Dataset excerpts
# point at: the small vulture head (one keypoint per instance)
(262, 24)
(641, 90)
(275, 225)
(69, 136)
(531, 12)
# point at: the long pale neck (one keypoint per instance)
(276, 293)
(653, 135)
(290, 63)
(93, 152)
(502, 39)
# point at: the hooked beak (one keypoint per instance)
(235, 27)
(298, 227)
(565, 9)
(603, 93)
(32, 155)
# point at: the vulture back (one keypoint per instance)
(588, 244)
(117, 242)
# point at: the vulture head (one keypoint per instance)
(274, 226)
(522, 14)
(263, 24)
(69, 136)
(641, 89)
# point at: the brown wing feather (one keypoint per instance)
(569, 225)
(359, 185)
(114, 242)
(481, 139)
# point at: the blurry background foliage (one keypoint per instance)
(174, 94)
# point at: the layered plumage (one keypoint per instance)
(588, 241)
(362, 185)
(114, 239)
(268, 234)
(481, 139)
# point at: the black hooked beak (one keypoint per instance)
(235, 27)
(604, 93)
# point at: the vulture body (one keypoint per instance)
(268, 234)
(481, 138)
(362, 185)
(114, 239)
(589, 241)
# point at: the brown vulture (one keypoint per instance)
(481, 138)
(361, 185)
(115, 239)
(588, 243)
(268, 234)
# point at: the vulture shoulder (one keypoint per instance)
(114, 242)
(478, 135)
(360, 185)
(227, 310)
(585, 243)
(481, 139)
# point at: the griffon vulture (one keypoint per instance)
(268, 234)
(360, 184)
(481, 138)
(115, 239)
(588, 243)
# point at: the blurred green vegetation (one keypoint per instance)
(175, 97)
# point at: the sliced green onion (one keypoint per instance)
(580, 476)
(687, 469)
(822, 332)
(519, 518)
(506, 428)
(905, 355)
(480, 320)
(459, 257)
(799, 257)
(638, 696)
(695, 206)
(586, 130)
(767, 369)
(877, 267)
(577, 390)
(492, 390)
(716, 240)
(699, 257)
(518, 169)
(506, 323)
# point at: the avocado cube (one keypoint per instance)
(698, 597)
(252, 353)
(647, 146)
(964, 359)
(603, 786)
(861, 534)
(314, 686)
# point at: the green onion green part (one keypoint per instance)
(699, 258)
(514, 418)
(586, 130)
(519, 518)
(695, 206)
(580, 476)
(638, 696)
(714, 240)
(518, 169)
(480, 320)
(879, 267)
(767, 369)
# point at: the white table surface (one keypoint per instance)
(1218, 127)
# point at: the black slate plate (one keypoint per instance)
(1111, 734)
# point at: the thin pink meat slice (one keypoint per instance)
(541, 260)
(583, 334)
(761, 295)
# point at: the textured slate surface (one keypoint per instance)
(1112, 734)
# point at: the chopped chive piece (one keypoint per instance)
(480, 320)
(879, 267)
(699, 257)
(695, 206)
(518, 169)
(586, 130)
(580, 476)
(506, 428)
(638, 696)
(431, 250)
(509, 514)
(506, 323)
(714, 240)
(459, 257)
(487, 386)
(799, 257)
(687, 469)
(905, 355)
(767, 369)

Your task
Lay out all the records above as a two-column CSV with the columns "prompt" and "keypoints", one row per record: the record's text in the first column and its answer in the second. Wrap each field in double quotes and replace any line breaks inside a field with spaces.

Expected output
prompt,keypoints
"# point at: the small vulture head (one keypoint per instance)","(262, 24) (641, 90) (275, 225) (69, 136) (531, 12)"
"# point at: the long pale neck (one keypoint per instance)","(276, 293) (653, 135) (290, 63) (93, 152) (502, 39)"
"# point at: the hooked beak (one keypoint per instance)","(235, 27) (298, 227) (565, 9) (603, 93) (32, 155)"
"# point at: the vulture back (one keypoint per instance)","(588, 244) (117, 242)"
"# point at: the vulture head (one keypoint per instance)","(274, 226) (522, 14) (263, 24) (69, 136) (641, 89)"
"# point at: the brown wing feather (one keypoint per instance)","(569, 225) (359, 185) (114, 242) (481, 139)"
"# point at: the blurry background foliage (one keypoint per instance)","(174, 94)"
"# point at: the layered plumage (one keypoint per instance)","(588, 241) (362, 185) (114, 239) (268, 234) (481, 139)"
"# point at: the black hooked beak (one keypoint per instance)","(235, 27) (604, 93)"
"# point at: the vulture body (one keypoint per instance)","(268, 234) (481, 138) (362, 185) (114, 239) (589, 241)"
"# point at: the brown vulture (one keypoint per instance)","(481, 138) (361, 185) (115, 239) (588, 243) (268, 234)"
"# point at: the vulture shoulder (one keypoint per instance)","(114, 242) (478, 135) (360, 185) (227, 310) (585, 243) (481, 139)"
"# point at: the griffon vulture (one keypoint per instance)","(268, 234) (360, 184) (481, 138) (115, 239) (588, 243)"
"# point at: the blurred green vegetation (one keypoint per instance)","(175, 97)"
"# point at: the sliced green onion (one keypoint per instance)","(580, 476) (687, 469) (822, 332) (519, 518) (506, 428) (905, 355) (480, 320) (459, 257) (799, 257) (638, 696) (695, 206) (586, 130) (767, 369) (877, 267) (577, 390) (492, 390) (716, 240) (699, 257) (518, 169) (506, 323)"
"# point at: the avocado cube (one keypoint per instance)","(698, 597) (252, 353) (647, 146) (964, 359) (603, 786) (861, 534) (314, 686)"
"# point at: the green onion green part (one keypoint per instance)","(699, 258) (514, 418) (586, 130) (519, 518) (695, 206) (580, 476) (638, 696) (714, 240) (518, 169) (480, 320) (879, 267) (767, 369)"
"# point at: the white table surface (one keypoint per instance)","(1218, 127)"
"# point at: the black slate plate (one keypoint per instance)","(1111, 734)"
"# point at: the thin pink meat slice (one keypoint per instance)","(541, 260) (583, 334) (761, 295)"
"# point at: the textured slate surface (one keypoint per instance)","(1112, 734)"
"# point at: the chopped chive piece (one keypoint per instance)","(480, 320) (879, 267) (699, 257) (695, 206) (518, 169) (586, 130) (580, 476) (506, 428) (638, 696) (431, 250) (509, 514) (506, 323) (714, 240) (459, 257) (487, 386) (799, 257) (687, 469) (905, 355) (767, 369)"